WORK ORDER:
Quote the passage of the pharmacare opinion piece between "Four reasons national" and "such a path.", inclusive.

Four reasons national pharmacare monopoly is a terrible idea — and the first is $15.3 billion in new taxes
By Michel Kelly-Gagnon
A government-run pharmacare monopoly across Canada — and the word monopoly is key here — is a terrible idea. There are at least four main reasons not to go down such a path.
It would inevitably raise the tax burden for the middle class. At the moment, various governments in Canada fund 43 per cent of total out-of-hospital prescription drug expenses, with private insurance plans (36 per cent) and out-of-pocket payments by individuals (21 per cent) accounting for the rest. The vast majority of public drug spending happens at the provincial and territorial level, with most provinces providing coverage for low-income households and seniors, and many also providing means-tested “catastrophic” drug plans.
The takeover of this mixed system by the federal government would increase the burden on Canadian taxpayers
The takeover of this mixed system by the federal government would increase the burden on Canadian taxpayers. According to the government’s own Advisory Council report, the net cost increase for taxpayers by the time this monopolistic government-run pharmacare program was fully implemented, in 2027, would be $15.3 billion. That’s an average of some $1,000 per household per year in additional taxes — assuming the government’s numbers are correct. With $15.3 billion of new taxes, there is simply no way that this new burden could be borne solely by “the rich,” no matter how you define them.
It would actually reduce access to drugs for many. A monopolistic drug insurance plan will almost certainly try to keep spending in check by rationing access to new drugs. This is how government controls health-care costs in general, and it stands to reason that it would do the same in the case of monopolistic pharmacare, reducing access for many. In Canada right now, the number of drugs typically reimbursed by employer-sponsored plans is between 10,000 and 12,000, compared to around 4,000 by most provincial government plans.
In the U.K., patients for many years went without drugs that were approved and recognized as effective and available across Europe
Foreign experience provides further reasons for caution. The United Kingdom is among the countries that pushed the supposed virtues of monopoly the furthest, and as a result, patients for many years went without drugs that were approved and recognized as effective and available across Europe. It is not unreasonable to suppose these restrictions played a role in the U.K.’s comparatively low cancer-survival rates, which are now improving but still lag behind those in peer countries.
In New Zealand, often held up as a model to emulate, of all medicines registered between 2009 and 2014, only 13 per cent were added to the list of products funded by the country’s public insurer. According to a 2015 study, 75 per cent of New Zealand general practitioners said they had wanted to prescribe an unfunded medicine in the previous six months but couldn’t.
It would impose a one-size-fits-all “solution” to a problem that affects relatively few people. While the current system serves most Canadians well, some people do fall through the cracks. According to the Commonwealth Fund’s 2016 Survey, 10 per cent of Canadians had not filled a prescription for medicine in the previous year or had skipped doses of medicine because of their (real or perceived) inability to pay.
But why not simply offer targeted help to this slice of the population? Why raze to the ground the current mixed system, run by the provinces and territories, which works well for nine in 10 Canadians? It’s the equivalent of tearing down the entire house rather than repairing a hole in the wall.
Socializing a larger portion of prescription drug spending through a monopolistic, one-size-fits-all insurance scheme would end up giving more power to federal bureaucrats to make decisions and trade-offs on behalf of the insured. Policies that restrict access to new drugs would be applied across the board and would penalize all Canadians.

(Data excerpts)
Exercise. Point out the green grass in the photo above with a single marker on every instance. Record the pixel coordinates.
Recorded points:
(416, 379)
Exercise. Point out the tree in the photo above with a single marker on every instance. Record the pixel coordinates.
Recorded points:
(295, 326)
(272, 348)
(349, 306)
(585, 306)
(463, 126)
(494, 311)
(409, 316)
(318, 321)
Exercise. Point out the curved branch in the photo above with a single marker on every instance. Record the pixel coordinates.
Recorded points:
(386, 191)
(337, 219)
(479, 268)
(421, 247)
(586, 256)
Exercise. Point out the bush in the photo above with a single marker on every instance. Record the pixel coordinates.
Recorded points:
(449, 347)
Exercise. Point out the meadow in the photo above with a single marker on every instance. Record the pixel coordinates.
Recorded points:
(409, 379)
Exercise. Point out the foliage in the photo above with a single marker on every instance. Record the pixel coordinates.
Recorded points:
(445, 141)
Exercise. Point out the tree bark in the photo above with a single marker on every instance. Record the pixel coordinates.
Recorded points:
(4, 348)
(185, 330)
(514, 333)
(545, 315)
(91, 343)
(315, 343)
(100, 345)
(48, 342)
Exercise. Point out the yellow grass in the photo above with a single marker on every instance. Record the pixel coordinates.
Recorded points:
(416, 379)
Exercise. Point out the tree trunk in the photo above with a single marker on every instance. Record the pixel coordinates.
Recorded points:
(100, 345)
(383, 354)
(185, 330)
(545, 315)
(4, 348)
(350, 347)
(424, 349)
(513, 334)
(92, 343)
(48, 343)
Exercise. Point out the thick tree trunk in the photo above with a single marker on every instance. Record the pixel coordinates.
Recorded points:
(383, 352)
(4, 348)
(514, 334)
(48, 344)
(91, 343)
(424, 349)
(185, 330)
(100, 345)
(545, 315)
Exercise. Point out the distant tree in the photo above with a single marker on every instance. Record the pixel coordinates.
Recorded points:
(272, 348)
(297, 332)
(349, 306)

RESPONSE TO THIS EXERCISE:
Four reasons national pharmacare monopoly is a terrible idea — and the first is $15.3 billion in new taxes
By Michel Kelly-Gagnon
A government-run pharmacare monopoly across Canada — and the word monopoly is key here — is a terrible idea. There are at least four main reasons not to go down such a path.